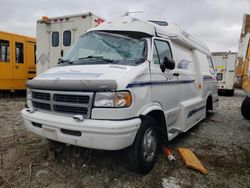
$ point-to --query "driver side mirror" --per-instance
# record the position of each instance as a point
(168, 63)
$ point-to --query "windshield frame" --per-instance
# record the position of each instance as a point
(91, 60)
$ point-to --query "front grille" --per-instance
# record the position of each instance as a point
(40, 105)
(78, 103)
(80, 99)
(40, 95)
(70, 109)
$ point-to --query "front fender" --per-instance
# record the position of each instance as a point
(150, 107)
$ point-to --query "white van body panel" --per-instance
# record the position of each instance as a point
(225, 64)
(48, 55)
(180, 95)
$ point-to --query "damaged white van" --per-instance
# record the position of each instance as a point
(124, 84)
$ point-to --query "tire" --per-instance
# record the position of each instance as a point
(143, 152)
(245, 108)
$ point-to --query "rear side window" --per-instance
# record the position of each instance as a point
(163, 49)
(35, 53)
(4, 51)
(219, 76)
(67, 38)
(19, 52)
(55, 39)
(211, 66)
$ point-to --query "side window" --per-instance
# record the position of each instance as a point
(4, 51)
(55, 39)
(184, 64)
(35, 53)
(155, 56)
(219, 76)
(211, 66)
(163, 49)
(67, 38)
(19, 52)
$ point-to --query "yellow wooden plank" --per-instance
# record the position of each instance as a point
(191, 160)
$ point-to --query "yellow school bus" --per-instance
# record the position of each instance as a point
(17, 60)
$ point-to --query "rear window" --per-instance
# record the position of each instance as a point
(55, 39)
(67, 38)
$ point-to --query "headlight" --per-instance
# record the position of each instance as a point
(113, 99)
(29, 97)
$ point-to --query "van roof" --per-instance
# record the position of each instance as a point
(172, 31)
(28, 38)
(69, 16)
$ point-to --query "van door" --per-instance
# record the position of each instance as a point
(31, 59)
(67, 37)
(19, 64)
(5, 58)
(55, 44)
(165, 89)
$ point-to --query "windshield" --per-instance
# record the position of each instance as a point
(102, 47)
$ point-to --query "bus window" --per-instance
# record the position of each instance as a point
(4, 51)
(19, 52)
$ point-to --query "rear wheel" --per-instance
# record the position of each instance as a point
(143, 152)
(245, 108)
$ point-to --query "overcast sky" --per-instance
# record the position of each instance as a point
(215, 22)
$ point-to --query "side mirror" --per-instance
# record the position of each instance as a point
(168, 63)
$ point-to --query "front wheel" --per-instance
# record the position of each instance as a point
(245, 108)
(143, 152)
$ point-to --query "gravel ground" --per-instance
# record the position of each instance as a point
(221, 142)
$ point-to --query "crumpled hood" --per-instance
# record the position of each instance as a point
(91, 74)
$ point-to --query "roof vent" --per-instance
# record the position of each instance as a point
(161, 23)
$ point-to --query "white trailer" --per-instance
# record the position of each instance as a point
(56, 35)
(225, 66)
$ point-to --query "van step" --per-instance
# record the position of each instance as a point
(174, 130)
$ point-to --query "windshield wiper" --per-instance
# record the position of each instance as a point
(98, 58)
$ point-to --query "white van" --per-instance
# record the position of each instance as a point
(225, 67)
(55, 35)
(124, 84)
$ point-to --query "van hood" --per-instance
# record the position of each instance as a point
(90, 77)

...

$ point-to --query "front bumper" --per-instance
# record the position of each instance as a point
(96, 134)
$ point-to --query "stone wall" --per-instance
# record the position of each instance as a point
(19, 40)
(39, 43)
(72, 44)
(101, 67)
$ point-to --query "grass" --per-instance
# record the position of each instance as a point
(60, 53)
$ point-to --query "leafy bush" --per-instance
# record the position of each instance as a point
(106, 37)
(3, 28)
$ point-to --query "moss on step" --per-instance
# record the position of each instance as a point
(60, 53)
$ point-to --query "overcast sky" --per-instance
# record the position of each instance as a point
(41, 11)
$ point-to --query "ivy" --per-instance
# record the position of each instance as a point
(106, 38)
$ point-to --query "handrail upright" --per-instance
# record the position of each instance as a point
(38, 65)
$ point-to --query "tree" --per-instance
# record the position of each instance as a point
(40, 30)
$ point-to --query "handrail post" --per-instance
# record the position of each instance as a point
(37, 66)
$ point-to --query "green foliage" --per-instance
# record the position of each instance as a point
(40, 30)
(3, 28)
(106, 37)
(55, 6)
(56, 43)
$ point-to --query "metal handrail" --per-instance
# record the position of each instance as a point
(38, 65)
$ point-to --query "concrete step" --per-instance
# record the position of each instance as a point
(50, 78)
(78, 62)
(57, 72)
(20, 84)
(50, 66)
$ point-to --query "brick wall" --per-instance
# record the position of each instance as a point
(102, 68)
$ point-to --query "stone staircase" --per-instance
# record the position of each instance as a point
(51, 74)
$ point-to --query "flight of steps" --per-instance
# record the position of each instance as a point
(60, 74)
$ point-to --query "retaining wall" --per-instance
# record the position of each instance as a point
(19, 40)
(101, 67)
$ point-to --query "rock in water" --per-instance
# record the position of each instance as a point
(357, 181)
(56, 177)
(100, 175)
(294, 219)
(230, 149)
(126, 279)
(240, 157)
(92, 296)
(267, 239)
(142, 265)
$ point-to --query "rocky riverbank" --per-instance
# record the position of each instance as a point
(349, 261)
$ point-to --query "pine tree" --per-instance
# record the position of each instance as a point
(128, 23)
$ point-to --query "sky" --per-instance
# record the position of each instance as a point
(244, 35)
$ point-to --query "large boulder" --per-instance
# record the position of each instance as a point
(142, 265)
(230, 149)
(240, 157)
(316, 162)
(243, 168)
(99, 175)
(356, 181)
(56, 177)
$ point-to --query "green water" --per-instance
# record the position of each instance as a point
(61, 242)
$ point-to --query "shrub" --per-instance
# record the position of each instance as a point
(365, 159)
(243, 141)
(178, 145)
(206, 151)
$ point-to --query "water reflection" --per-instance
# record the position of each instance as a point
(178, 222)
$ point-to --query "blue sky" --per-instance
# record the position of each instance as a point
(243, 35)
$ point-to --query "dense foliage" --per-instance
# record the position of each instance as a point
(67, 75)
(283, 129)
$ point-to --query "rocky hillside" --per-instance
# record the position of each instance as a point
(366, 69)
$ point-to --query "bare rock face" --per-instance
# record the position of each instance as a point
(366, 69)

--

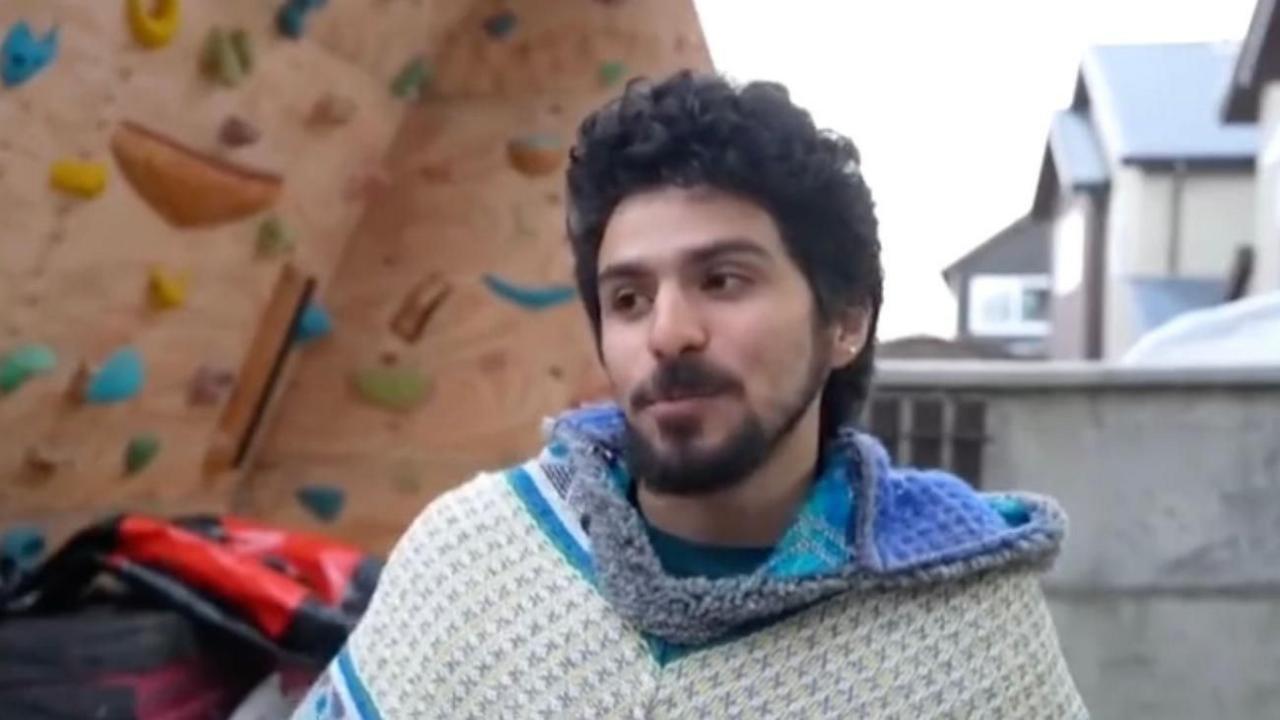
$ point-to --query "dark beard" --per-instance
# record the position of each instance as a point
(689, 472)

• **What you should do**
List every line of the material above that contains the word "white".

• **Result of this task**
$ point-to --query "white van body panel" --per-instance
$ point-to --query "damaged white van" --per-instance
$ point-to --query "white trailer" --per-instance
$ point-to --query "white van" --per-instance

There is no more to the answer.